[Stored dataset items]
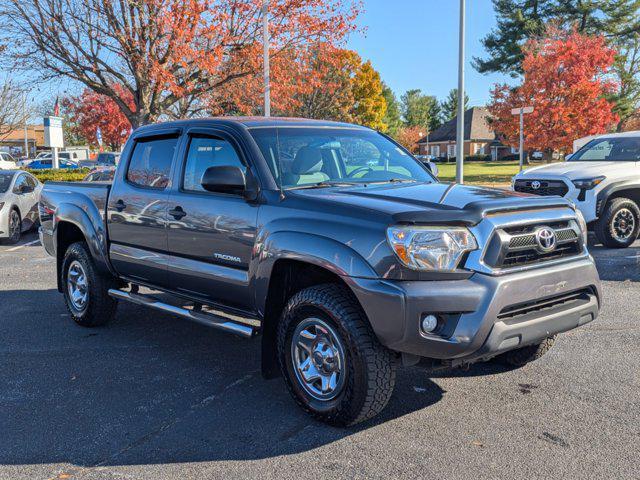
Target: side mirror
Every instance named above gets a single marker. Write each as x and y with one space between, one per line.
224 179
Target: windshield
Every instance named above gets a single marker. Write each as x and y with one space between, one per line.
312 156
615 149
5 181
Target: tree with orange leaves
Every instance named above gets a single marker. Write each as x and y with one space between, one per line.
566 81
161 51
90 111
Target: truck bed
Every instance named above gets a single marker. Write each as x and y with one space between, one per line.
79 193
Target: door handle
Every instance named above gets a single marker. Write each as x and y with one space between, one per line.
177 213
120 205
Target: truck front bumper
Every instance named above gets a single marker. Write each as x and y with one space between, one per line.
484 315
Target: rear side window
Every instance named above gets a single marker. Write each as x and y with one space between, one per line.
205 152
150 163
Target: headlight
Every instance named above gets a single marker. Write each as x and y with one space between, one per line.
583 226
431 248
588 183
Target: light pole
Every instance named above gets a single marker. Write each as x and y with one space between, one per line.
265 41
460 126
26 137
521 111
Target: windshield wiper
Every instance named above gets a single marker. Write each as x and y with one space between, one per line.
325 184
395 180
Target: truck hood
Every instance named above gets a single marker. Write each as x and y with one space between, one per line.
576 170
432 203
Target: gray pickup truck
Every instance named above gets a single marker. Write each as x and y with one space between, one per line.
331 242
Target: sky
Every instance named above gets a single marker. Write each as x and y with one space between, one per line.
414 44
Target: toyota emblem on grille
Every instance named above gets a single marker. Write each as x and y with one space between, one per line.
546 239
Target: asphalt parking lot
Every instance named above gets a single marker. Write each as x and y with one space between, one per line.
152 396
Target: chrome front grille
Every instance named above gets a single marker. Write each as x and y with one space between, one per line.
519 246
541 187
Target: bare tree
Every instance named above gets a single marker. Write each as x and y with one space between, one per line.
13 114
159 50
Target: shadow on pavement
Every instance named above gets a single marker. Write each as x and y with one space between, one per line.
148 388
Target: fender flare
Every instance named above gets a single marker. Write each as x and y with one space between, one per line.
603 195
311 248
91 224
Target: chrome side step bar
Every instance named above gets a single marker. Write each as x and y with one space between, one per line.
208 319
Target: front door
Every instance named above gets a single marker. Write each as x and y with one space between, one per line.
137 211
210 235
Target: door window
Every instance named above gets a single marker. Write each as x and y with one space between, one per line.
150 163
205 152
20 181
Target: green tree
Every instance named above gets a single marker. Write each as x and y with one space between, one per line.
521 20
517 21
370 105
449 106
392 118
419 110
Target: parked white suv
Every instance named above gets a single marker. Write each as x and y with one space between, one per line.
602 179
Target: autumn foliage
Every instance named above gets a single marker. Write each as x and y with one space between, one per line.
566 81
165 51
408 137
90 110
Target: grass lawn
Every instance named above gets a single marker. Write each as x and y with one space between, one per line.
481 173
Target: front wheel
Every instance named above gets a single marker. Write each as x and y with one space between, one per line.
619 224
86 289
332 362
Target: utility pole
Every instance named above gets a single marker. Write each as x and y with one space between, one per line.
265 41
460 126
26 134
521 111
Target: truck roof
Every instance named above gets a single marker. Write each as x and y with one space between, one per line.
257 122
633 133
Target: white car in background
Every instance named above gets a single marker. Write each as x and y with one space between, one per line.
602 179
19 194
7 162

## TASK REQUIREMENTS
Convert the records above into a JSON list of strings with one string per line, skipping any blank lines. Leave the pictures out of the answer.

## OUTPUT BELOW
[
  "Target: side mirror",
  "Every instance named above gets a single marker. Write each as x and y with one space between, one per line.",
  "224 179",
  "Target: windshield",
  "Every instance named above gets a single marker. Write each as x and y with one space between, one per line.",
  "312 156",
  "615 149",
  "5 181",
  "Target: tree with orange leaves",
  "Every instance named above gets a single marker. Write each as x and y with one space between, one per line.",
  "566 81",
  "161 51",
  "90 111",
  "Target: truck bed",
  "Every instance named above gets a single marker. Write each as x and y with one space between, one per line.",
  "79 193",
  "Target: door handle",
  "Every instance named above gets a single marker. Write each as x and y with one space between, one per line.",
  "177 213",
  "120 205",
  "Target: truck front bumper",
  "Every instance named above gets a single marker. Write each as x and y with one space between, one per line.",
  "484 315",
  "Target: rear side window",
  "Every instance named above gets a single marker. Write each as x and y with one space between, one per line.",
  "205 152",
  "150 163",
  "Target: headlight",
  "Every instance named above gets a single marker. Write each as x and y with one space between, one per line.",
  "583 226",
  "431 248",
  "588 183",
  "Target: light pole",
  "Every instance named above gets a single marker. Write each as x and y with one space between, one per line.",
  "265 41",
  "460 126",
  "26 137",
  "521 111",
  "Target: windshield wiper",
  "Every instance named above gets a single marker. Write each as x and y with one space between, one per line.",
  "325 184",
  "395 180",
  "Target: truck hood",
  "Every instance named above gets a single marker. Write each as x and y with one space between, one per line.",
  "576 170",
  "432 203",
  "Target: gray pickup truck",
  "Every instance named above gets a single marker. Write each as x and y with one space between, one per line.",
  "331 242",
  "Target: sky",
  "Every instance named above gets a single marker. Write each as x and y with one space between, one per line.",
  "414 44",
  "Target: toyota emblem on grille",
  "Every instance named above gets a single marker. Write each as x and y with one space between, one per line.",
  "546 239",
  "Target: asphalt parking lot",
  "Every instance named above gets a single marker. Write each as x and y with one space between, one per line.",
  "152 396",
  "Target: chrome front grille",
  "Every instance named above gets a single marker. Write each as x and y with one space between, one per line.",
  "519 246",
  "541 187",
  "Target: bare tree",
  "Every instance named above gets a single marker. Write each as x and y with one space between, one per line.",
  "13 114",
  "159 50",
  "Target: shadow on pavement",
  "Every instance named above gets a single marker. Write each as x and y with one space between, one per line.",
  "148 388",
  "Target: fender flare",
  "Every instance named above gets a single marker. Write each as x and y with one space between, one per line.",
  "603 195",
  "311 248",
  "91 224",
  "Target: chrome side step bar",
  "Every instance named above gets a single marker. Write each as x and y with one space between, one per line.",
  "208 319",
  "Target: front door",
  "Every instance named above gets a single marker. Write each as x and y with one space between, one per line.",
  "137 211",
  "210 235",
  "Target: door window",
  "Every instance named above gets a single marker. Write each as x and y with one space between, one per line.",
  "150 163",
  "205 152",
  "20 181",
  "Target: green tree",
  "Every instance named above gets a single marker. Write each as x and y with one space between, one per line.",
  "521 20",
  "517 21",
  "370 105",
  "449 106",
  "392 118",
  "419 110",
  "Target: parked white suv",
  "Every instance named above gets a single marker. Write each as x and y with one space between, one per line.",
  "602 179",
  "Target: autumn foliage",
  "Every instance named above gets a single marker. Write each as x and y with one space between, one per line.",
  "566 81",
  "165 51",
  "408 137",
  "90 110",
  "Target: grass lawn",
  "Every instance named above gets a single marker. Write each as x and y with one space between, one per line.",
  "481 173",
  "Target: front wheel",
  "Every instance named above gets a single marker. Write each as x and y with one space between, one per line.",
  "619 224",
  "86 289",
  "332 362",
  "Target: utility pole",
  "Every instance named above gets a single marker. Write each as x and y with one space between, one per line.",
  "265 41",
  "460 126",
  "26 134",
  "521 111",
  "Target: truck roof",
  "Every instance named above gets a single marker. Write each as x and y with one space between, one per line.",
  "257 122",
  "633 133",
  "Target: white car in background",
  "Every instance named above gets a single marker. Write each as x and y with one space between, one per line.",
  "602 179",
  "19 194",
  "7 162"
]